Task input: Begin
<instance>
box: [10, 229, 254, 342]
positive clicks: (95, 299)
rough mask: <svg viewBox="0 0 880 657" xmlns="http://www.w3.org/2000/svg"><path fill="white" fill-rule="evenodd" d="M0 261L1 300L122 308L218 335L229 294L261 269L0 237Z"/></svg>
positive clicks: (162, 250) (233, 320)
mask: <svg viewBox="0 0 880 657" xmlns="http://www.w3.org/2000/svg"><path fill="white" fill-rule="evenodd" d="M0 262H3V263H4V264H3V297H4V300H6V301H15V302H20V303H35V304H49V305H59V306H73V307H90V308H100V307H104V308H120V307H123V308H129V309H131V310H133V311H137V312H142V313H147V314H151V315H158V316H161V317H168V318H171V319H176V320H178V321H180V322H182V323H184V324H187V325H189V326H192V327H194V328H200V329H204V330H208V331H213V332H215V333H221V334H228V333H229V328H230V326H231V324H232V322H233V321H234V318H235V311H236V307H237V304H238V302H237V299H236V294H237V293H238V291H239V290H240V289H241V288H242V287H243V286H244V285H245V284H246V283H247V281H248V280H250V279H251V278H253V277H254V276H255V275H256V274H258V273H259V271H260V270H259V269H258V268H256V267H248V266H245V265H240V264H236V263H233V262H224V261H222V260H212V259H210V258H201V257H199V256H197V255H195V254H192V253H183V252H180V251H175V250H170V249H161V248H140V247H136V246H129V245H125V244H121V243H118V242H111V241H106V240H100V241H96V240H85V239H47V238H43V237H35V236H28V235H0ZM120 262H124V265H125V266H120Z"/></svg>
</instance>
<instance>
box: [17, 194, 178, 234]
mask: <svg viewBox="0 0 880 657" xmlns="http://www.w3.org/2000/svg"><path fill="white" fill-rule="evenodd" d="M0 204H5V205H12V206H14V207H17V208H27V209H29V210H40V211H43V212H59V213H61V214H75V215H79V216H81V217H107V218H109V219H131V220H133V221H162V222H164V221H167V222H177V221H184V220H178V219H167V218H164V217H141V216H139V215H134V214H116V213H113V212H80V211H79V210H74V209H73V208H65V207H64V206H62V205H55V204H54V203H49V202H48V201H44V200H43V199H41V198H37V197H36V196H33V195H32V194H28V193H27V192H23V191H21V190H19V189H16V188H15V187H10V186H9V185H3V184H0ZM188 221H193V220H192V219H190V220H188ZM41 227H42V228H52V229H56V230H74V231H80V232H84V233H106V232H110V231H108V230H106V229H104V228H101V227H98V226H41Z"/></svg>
Task input: End
Action item
Reproduce the data from its first line through the line containing "positive clicks: (162, 250) (233, 320)", with both of those lines included.

Finished task
<instance>
box: [10, 229, 254, 342]
positive clicks: (95, 299)
rough mask: <svg viewBox="0 0 880 657" xmlns="http://www.w3.org/2000/svg"><path fill="white" fill-rule="evenodd" d="M0 261L1 300L122 308L218 335L229 294L261 269L0 237Z"/></svg>
positive clicks: (162, 250) (233, 320)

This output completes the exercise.